STORED ROWS start

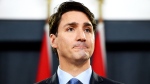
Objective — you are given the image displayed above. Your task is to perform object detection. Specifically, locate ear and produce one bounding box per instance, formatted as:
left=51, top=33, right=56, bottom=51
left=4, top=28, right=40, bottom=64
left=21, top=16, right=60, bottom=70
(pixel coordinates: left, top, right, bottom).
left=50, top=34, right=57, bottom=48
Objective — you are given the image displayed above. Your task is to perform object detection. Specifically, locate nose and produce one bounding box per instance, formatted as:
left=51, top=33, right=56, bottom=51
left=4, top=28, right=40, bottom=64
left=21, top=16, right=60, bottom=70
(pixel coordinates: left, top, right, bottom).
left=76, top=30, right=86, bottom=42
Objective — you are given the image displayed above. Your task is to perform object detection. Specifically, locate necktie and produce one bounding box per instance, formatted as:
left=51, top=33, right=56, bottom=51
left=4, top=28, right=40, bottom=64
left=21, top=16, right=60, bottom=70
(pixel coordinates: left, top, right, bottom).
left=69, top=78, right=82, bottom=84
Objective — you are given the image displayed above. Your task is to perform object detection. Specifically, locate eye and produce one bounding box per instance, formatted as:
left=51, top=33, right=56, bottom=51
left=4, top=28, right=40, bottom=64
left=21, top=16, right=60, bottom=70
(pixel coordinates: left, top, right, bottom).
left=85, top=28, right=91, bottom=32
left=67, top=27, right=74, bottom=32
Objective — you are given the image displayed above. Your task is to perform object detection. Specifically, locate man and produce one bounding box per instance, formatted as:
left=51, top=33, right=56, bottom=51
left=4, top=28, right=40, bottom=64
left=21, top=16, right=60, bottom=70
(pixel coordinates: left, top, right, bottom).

STORED ROWS end

AIM - Rewrite all of the lines above as a numbered list without any blank lines. Leave the picture out.

EXERCISE SOLUTION -
1. Objective — you are given the image displayed above. Your task is to perform object detection. Specifically, locate ear and produce one bounding box per instance, formatted as:
2. left=51, top=33, right=56, bottom=51
3. left=4, top=28, right=40, bottom=64
4. left=21, top=16, right=60, bottom=70
5. (pixel coordinates: left, top, right, bottom).
6. left=50, top=34, right=57, bottom=48
7. Objective — you are given the image displayed above. Your task is to perform object detection. Specifically, locate nose and produce one bounding box per instance, formatted as:
8. left=51, top=33, right=56, bottom=51
9. left=4, top=28, right=40, bottom=64
10. left=21, top=16, right=60, bottom=70
11. (pixel coordinates: left, top, right, bottom).
12. left=76, top=30, right=86, bottom=42
13. Objective — you are given the image displayed above. Your task is to perform object detection. Specifically, locate necktie and produce one bounding box per instance, formatted as:
14. left=51, top=33, right=56, bottom=51
15. left=4, top=28, right=40, bottom=64
16. left=21, top=16, right=60, bottom=70
17. (pixel coordinates: left, top, right, bottom).
18. left=69, top=78, right=82, bottom=84
19. Objective — you are given the image displayed above. Your task is to perform object detection. Specifically, locate eye and produce one bounding box per instance, formatted as:
20. left=51, top=33, right=56, bottom=51
21. left=4, top=28, right=40, bottom=64
22. left=21, top=16, right=60, bottom=70
23. (pixel coordinates: left, top, right, bottom).
24. left=85, top=28, right=91, bottom=32
25. left=67, top=27, right=74, bottom=32
26. Objective — you are given the image displayed above. Your task is to perform object detection. Specifically, locate man and produce one bounding box per instance, formatted as:
27. left=51, top=33, right=56, bottom=51
28. left=4, top=28, right=40, bottom=64
29. left=21, top=16, right=60, bottom=70
30. (pixel coordinates: left, top, right, bottom).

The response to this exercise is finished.